0
1333
Газета Идеи и люди Интернет-версия

19.06.2009 00:00:00

Время перевести стрелку

Виктор Шейнис

Об авторе: Виктор Леонидович Шейнис - главный научный сотрудник ИМЭМО РАН, доктор экономических наук, профессор. Полный текст статьи будет опубликован в журнале "Мировая экономика и международные отношения".

Тэги: кризис, модернизация


кризис, модернизация Дмитрий Медведев и Элла Памфилова на встрече в Кремле. Диалог президента с правозащитниками.
Фото Александра Шалгина (НГ-фото)

Кризис и Россия – тема эта находится в центре общественного внимания, обсуждается в бесчисленных публикациях разного качества и с разных политических и научных позиций. Здесь она будет рассмотрена в контексте одного фундаментального вопроса: как выглядят в свете кризиса перспективы модернизации страны.

Круговорот мифов

Наивно было бы полагать, что мы просто вернемся в status quo ante crisis. Еще сложнее и важнее, чем спланировать и осуществить меры по выходу из кризиса, – работа на перспективу, способная обеспечить действительную модернизацию экономики, государства и общества.

Вспомним: все без исключения российские так называемые модернизации за последние три века были односторонни или ограниченны, не позволяли вырваться из колеи догоняющего развития. Ибо даже феноменальные достижения в производстве и технологии, победы во внешних войнах не сопровождались модернизацией экономического строя и социальных отношений. Для страны такие рывки нередко оборачивались упадком и социальным регрессом. Так было, например, в эпоху Петра I. Куда как полезнее оказались поражения в Крымской и Русско-японской войнах. Даже если согласиться с тем, что Советская Россия шла по пути модернизации, то это была неполноценная модернизация, при которой догоняющее развитие в технологии сопровождалось серьезным социальным и политическим регрессом.

+---+

### Требования:
Объясните в одном–трех предложениях, почему, согласно фрагменту, российские модернизации последних трех веков не позволяли вырваться из колеи догоняющего развития. Данные ниже представляют собой отдельный, самостоятельный материал.

### Материал:
+---+

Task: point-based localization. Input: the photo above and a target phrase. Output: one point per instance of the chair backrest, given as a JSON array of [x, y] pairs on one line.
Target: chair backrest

+---+

### Итоговый результат:
Они были односторонними или ограниченными. Даже феноменальные достижения в производстве и технологии, как и победы во внешних войнах, не сопровождались модернизацией экономического строя и социальных отношений.